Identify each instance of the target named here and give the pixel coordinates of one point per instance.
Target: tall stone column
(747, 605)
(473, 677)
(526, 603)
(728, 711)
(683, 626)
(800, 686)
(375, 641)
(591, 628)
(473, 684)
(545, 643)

PROBLEM STATEMENT: What is needed here is a word-for-word copy of the whole listing.

WRITTEN RESPONSE:
Identify each instance of the target named here and give the pixel coordinates of one point per instance.
Target: tall stone column
(747, 605)
(473, 677)
(526, 603)
(728, 711)
(683, 626)
(800, 686)
(375, 641)
(591, 628)
(473, 684)
(545, 643)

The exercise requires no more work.